*About this task*: Write out all of the data exactly as it appears.

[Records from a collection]
--- START ---
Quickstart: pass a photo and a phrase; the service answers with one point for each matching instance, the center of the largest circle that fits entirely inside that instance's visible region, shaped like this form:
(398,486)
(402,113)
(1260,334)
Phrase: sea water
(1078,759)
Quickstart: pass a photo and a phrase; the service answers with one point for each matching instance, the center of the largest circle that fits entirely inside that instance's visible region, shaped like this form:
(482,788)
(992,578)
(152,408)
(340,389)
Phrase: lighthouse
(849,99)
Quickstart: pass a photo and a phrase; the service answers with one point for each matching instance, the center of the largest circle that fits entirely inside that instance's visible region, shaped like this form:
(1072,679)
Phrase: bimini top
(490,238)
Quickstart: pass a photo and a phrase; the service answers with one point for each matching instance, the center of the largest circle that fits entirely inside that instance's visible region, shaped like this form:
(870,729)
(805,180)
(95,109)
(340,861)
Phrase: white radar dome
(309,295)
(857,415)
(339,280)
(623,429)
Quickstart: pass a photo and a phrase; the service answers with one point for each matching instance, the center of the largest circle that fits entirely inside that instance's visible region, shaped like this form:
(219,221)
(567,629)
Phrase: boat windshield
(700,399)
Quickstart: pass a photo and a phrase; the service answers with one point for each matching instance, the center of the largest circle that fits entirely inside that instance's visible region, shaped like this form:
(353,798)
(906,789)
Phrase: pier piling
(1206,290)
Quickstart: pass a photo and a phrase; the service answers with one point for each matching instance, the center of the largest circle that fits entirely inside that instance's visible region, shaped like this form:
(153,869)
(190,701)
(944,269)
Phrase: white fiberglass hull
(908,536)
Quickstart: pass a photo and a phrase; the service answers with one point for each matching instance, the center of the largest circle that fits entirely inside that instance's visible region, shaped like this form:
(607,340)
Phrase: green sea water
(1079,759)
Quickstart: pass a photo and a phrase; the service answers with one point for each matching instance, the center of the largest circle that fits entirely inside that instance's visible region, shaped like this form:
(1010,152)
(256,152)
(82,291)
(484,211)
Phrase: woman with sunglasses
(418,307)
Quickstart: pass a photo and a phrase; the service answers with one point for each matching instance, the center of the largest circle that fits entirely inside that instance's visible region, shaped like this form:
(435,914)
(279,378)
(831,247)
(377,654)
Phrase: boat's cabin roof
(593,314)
--- END ---
*Solved exercise*:
Quickstart: pass a photo and a phrase; the service answers with one point for each matching instance, the center of the largest circle that fits entirely inside that instance's visible region, shaped like this form:
(398,486)
(402,113)
(1260,334)
Phrase: sea water
(1078,759)
Quickstart: pass a photo and a phrase; the service answers with one point for each matching instance, the center of the largest circle that fits entirely inside that instance's visible region, shaped like this form:
(482,788)
(992,578)
(152,408)
(340,389)
Phrase: lighthouse
(849,99)
Quickstart: pass a photo and a phrase; the service answers with one point for each matching instance, the center of the largest circle that fits entirely inside that instance's visible region, shaped like this form:
(1072,679)
Phrase: bimini top
(490,238)
Quickstart: pass a photo and a phrase; the service answers with one point for each matching instance, the center of the largest circle that fits entirely inside that instance's visible region, shaped like this form:
(870,729)
(805,180)
(95,109)
(340,861)
Phrase: white radar dome
(309,295)
(857,415)
(339,280)
(623,429)
Quickstart: pass a photo and a phrase; the service answers with one point for each matching instance, the center of the largest circle that fits entirely inside that instance's visible region, shaped like this form:
(219,221)
(567,629)
Phrase: boat windshield
(700,399)
Quickstart: pass a photo and a phrase; the service answers with one point for each matching instance, the center of the largest circle that fits entirely inside that instance's visible region, shaped like this form:
(353,798)
(906,789)
Phrase: pier piling
(1206,290)
Quickstart: pass a photo and a phrase; the service answers with one point for each matching instance, the center of the largest circle that fits entirely inside that instance's visible region, shaped like this form:
(153,869)
(190,701)
(944,269)
Phrase: white fiberglass hull
(908,536)
Quickstart: pass a photo and a phrase; the service answers with one point for each matching instance, the center of the largest circle that fits entirely inside that instance's visible region, shaped like this form:
(607,340)
Phrase: green sea water
(1079,759)
Quickstart: pass a photo and a phrase; the service answers with one point for each matching instance, the center of the largest circle that fits entirely inside that instance's visible region, shaped like this form:
(1010,152)
(256,152)
(82,291)
(484,211)
Phrase: woman with sunglasses
(418,307)
Quickstart: pass a photo and a phrase; the service answers with one point for each matching instance, the center of the largest circle that fits entirely inside that instance's visible region, shaped like this form:
(435,914)
(279,378)
(831,247)
(377,654)
Phrase: boat's cabin roof
(593,314)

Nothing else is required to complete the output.